◆ **Given text**:
>> start

# AdRev



## ghostnote (Feb 1, 2016)

Anyone with AdRev.net? I'm on board since late 2014 and got a bit extra cash out of it. Any experiences?


----------



## Dean (Feb 1, 2016)

http://vi-control.net/community/threads/adrev-youtube-monetization.48089/

My experience so far has been pretty good,..(the publishers are chasing the money with the help of audio recognition software.).The really high end trailers attract a crazy amount of attention from fans who reupload the trailers and also the official audio tracks too(when they can get their hands on them that is.),if not they'll extract(rip) the audio or get a really terrible cover done.) collectively all these ends up with tens of millions of hits from countless unofficial YT channels (without permission*).Unfortunately you dont get any Adev royalties from the official channels ie: Marvel / Lionsgate /Warner Bros are't going to have any 3rd party Ads on their channel.

*Now that publishers can collect Adrev money from these 'unofficial' uploads/rips etc,I think they're happy to tolerate it? D


----------



## gsilbers (Feb 1, 2016)

I didn't see this in the FAQs...

what happens when I upload a song that I own the writers share but the publishing is from a music library?
I tried uploading a song to youtube and it was striked down because the music library claimed ownership.


----------



## ghostnote (Feb 1, 2016)

Thanks for the link Dean.

I'm actually not sure who really owns Content ID rights, the Publisher or the Composer. AFAIK one of the trailerhouses I submit to keeps all the AdRev income.


----------



## Dean (Feb 1, 2016)

Michael Chrostek said:


> Thanks for the link Dean.
> 
> I'm actually not sure who really owns Content ID rights, the Publisher or the Composer. AFAIK one of the trailerhouses I submit to keeps all the AdRev income.



If youre signed up and your track lands then the publisher owns all the publishing rights,but the composer gets his writers share of the back end unless you've signed away your writers share in a total buy out? Depends on the deal the trailer house rolls with,some like to look after the composers and play fair while others,..well,...not so much. D


----------



## Dean (Feb 1, 2016)

gsilbers said:


> I didn't see this in the FAQs...
> 
> what happens when I upload a song that I own the writers share but the publishing is from a music library?
> I tried uploading a song to youtube and it was striked down because the music library claimed ownership.



I'm no expert on any of this but if your track is published (exclusively?) then thats their right to do so as you dont own the Publishing rights anymore,(this can be for a fixed period or in perpetuity depending on the deal),they probably have audio recognition,the title registered and so on(?) and run a tight ship. You retain your writers share so you will still collect your share of your royalties,that depends entirely on what 'they' do with your music but you no longer have the right to exploit/upload this music to social media sites etc,..Im sure your personal website is ok?

>> end

◆ **Goal**:
Please answer these questions using the AdRev thread:
1. Since when has ghostnote been on AdRev?
2. Which official channels does Dean name as ones that won't carry third-party ads?
3. What reason does gsilbers give for the song being struck down on YouTube?

◆ **Available data**:
>> start

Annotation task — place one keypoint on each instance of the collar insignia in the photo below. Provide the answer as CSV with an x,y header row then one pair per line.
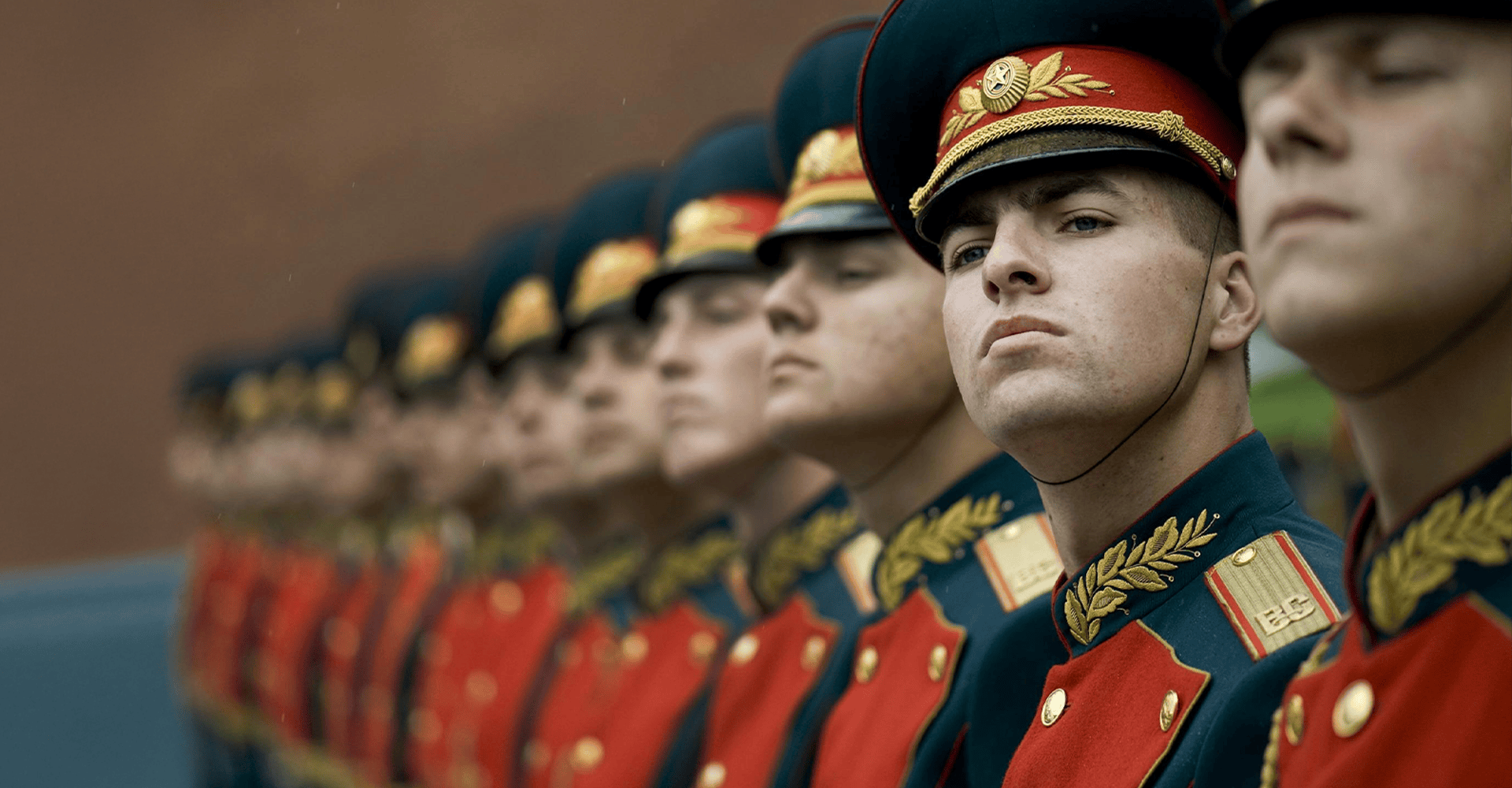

>> end

◆ **Solved problem**:
1. Since late 2014.
2. Marvel, Lionsgate and Warner Bros.
3. The music library claimed ownership.